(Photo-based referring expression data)
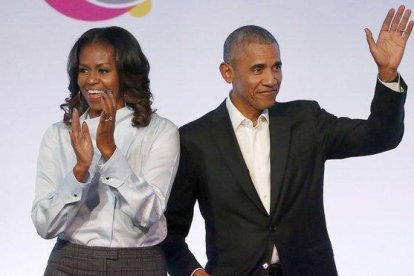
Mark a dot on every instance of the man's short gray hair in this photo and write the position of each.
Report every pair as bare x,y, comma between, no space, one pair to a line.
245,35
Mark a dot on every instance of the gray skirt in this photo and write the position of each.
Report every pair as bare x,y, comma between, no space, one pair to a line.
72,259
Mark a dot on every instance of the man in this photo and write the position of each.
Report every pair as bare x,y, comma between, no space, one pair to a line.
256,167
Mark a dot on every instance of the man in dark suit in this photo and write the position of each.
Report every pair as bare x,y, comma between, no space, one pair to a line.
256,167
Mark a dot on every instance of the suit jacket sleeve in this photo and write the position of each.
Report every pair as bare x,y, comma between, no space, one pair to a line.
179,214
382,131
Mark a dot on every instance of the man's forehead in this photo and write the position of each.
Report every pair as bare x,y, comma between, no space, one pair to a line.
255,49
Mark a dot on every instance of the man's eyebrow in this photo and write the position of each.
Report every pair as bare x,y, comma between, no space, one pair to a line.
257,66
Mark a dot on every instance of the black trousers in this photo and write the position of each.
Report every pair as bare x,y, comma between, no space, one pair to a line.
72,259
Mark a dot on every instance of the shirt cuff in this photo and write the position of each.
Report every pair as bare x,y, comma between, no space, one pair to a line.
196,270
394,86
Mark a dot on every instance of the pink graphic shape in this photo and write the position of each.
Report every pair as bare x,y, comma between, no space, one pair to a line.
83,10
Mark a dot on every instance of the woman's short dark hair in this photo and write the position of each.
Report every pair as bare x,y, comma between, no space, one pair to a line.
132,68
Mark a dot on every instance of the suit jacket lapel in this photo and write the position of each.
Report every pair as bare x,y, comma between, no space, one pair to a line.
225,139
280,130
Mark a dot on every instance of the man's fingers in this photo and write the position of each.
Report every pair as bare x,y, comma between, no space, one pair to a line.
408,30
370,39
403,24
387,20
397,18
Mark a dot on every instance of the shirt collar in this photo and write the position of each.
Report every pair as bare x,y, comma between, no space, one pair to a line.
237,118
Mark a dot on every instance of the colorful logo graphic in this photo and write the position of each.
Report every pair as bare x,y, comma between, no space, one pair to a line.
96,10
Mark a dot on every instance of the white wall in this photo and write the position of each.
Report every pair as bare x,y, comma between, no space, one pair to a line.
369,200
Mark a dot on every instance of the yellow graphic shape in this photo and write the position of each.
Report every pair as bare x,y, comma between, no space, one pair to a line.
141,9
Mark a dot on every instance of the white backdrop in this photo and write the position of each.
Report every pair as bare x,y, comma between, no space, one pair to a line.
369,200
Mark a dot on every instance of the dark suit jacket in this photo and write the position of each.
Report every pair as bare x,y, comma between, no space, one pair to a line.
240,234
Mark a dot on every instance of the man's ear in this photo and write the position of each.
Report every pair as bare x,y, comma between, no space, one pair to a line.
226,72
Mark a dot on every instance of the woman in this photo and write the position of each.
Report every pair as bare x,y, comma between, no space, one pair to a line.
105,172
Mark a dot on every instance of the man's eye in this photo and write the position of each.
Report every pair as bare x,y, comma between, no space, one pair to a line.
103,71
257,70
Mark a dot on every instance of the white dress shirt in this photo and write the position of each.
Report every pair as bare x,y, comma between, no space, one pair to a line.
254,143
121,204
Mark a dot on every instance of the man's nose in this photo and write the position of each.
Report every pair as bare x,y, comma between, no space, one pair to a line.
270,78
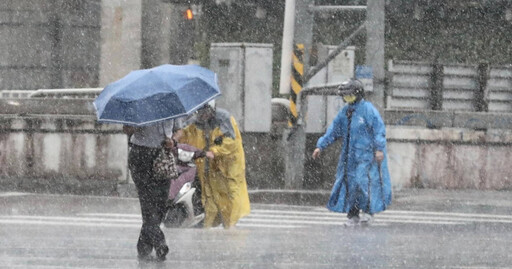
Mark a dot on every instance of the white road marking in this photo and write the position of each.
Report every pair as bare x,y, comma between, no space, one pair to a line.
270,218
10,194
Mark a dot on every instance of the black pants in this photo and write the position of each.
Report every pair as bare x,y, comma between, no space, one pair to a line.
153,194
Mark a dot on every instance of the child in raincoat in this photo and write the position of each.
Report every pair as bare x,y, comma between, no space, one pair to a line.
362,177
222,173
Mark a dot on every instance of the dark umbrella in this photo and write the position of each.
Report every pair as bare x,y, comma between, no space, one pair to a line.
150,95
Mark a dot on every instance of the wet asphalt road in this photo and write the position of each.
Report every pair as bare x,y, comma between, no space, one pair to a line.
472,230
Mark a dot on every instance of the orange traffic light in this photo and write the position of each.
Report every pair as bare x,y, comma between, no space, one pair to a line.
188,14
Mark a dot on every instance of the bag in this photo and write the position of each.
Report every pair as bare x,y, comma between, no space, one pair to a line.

Required action: Filter the lines above, keeping and copying those that contain "suit".

Solution to the exercise:
Mark a dot on every instance of the man in dark suit in this photo and write the position of each.
Mark a dot on every instance of the suit jacket sleeve in this photo and write the position of each.
Mark a dot on every instance of the suit jacket lapel in this photo and write the position of each.
Mark a dot on every instance of the dark suit jacket in this photo and write the position of each.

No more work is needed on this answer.